__REQUEST__. Change every "innermost" in the records below to "most central", then give the records again with nothing else altered.

__RECORDS PROVIDED__.
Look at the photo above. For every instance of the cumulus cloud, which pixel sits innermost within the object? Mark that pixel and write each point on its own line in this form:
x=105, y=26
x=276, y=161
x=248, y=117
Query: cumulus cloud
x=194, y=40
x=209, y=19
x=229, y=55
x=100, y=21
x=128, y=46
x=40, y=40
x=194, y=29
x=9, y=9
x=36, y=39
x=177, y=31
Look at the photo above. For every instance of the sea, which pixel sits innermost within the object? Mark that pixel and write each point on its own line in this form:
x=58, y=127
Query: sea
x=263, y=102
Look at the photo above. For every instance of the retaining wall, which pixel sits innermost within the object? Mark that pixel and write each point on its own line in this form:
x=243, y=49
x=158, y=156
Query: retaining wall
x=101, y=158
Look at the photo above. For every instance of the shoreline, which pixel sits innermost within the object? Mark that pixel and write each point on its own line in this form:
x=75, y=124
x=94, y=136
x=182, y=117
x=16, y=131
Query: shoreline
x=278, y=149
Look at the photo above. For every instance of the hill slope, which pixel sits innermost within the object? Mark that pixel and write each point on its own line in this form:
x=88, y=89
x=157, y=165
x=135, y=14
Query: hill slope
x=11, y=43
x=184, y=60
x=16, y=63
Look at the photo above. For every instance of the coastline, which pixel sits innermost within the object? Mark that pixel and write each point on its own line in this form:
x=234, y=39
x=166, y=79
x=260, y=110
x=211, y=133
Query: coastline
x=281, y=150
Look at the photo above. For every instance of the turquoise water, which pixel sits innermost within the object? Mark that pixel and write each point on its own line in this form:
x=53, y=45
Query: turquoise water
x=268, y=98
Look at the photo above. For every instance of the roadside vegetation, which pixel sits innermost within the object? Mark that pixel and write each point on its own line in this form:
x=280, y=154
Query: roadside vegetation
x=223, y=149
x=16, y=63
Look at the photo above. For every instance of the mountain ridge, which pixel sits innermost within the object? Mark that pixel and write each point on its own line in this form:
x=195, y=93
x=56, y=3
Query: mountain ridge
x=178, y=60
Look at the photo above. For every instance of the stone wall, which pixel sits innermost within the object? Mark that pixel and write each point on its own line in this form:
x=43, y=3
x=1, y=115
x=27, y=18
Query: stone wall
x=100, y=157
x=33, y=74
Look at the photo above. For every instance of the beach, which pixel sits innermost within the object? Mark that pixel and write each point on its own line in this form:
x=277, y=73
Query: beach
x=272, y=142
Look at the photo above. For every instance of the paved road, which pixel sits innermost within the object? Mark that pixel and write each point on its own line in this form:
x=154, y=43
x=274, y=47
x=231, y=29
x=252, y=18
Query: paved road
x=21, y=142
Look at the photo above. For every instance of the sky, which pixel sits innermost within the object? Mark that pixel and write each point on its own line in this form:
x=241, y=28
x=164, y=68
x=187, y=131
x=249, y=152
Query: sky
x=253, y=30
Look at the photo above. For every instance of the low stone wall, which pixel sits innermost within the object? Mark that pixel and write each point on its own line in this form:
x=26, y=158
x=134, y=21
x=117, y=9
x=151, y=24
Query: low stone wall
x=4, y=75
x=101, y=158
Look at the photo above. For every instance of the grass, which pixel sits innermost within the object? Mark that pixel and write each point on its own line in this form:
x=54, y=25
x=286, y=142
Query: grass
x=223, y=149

__RESULT BELOW__.
Look at the photo above. For every instance of the cumulus cloud, which pixel sits most central within the object? Mark that pixel and write each point on its own line in this form:
x=105, y=26
x=276, y=161
x=248, y=117
Query: cumulus cloud
x=194, y=40
x=209, y=19
x=229, y=55
x=100, y=21
x=128, y=46
x=40, y=40
x=194, y=29
x=9, y=9
x=36, y=39
x=177, y=31
Look at the photo above. For every instance of the sea, which pixel sits most central within the object? Mark that pixel and write each point on its own line in this form:
x=58, y=127
Query: sea
x=263, y=102
Look at the photo above. For every instance of the retaining wall, which pixel sits most central within the object? Mark that pixel and write each point on its own line in this form:
x=243, y=49
x=158, y=156
Query: retaining wall
x=101, y=158
Look at the photo above. For every instance of the shoreline, which pixel sits most central within the object? Mark that pixel and write each point on its own line in this form:
x=75, y=124
x=94, y=136
x=182, y=117
x=16, y=131
Query: shoreline
x=278, y=149
Look at the photo above. For every instance of the hill slope, which pixel sits most central within the object? Mark that pixel and write each point on its own line in this form:
x=88, y=89
x=157, y=165
x=135, y=14
Query: hill slope
x=11, y=43
x=184, y=60
x=16, y=63
Look at the photo above. For every instance of the coastline, which pixel sits most central within the object? Mark that pixel and write each point on its own line in this form:
x=234, y=39
x=166, y=79
x=260, y=110
x=211, y=133
Query: coastline
x=281, y=150
Look at the photo above. For every instance of the turquoise water, which pixel sits most central within the object? Mark that pixel and write each point on its own line in this form:
x=53, y=45
Query: turquoise water
x=268, y=98
Look at the photo above. For every instance of the roadside vegetation, which pixel sits most central within the object? Mark that pixel and write each point on its own line in this form:
x=280, y=154
Query: roadside vegetation
x=223, y=149
x=16, y=63
Look at the photo above. For every instance of the mountain ridge, which pixel sits most central within the object? Mark that pixel and write each point on its own line in this form:
x=195, y=93
x=56, y=3
Query: mountain ridge
x=178, y=60
Look at the photo above. For every instance of the stone wall, which pixel sits most central within the object? Mark that pixel and write each point on its own line in this form:
x=43, y=3
x=1, y=115
x=27, y=18
Query: stone wall
x=100, y=157
x=33, y=74
Look at the photo above. For every instance of the beach, which pixel sits most central within the object? Mark that pixel and write each point on its own line in this form:
x=277, y=73
Query: beach
x=272, y=142
Look at the photo above. For every instance of the paved road, which pixel sits most central within the object? Mark that pixel and write each point on its own line in this form:
x=154, y=43
x=274, y=47
x=231, y=29
x=252, y=18
Query: paved road
x=21, y=142
Look at the photo above. For every instance of the sky, which pixel sits most central within the object? Mark that pixel and write each point on its own line in this form:
x=241, y=28
x=164, y=68
x=187, y=131
x=249, y=152
Query: sky
x=253, y=30
Look at the photo above. For every instance of the low stone wall, which pixel sits most central within the object? Mark that pixel and write each point on its own line in this form:
x=26, y=158
x=134, y=21
x=117, y=9
x=151, y=24
Query: low stone wall
x=4, y=75
x=101, y=158
Look at the photo above. For every instance of the grass, which pixel sits most central within the object? Mark that pixel and write each point on its own line in this form:
x=54, y=25
x=286, y=142
Query: grass
x=223, y=149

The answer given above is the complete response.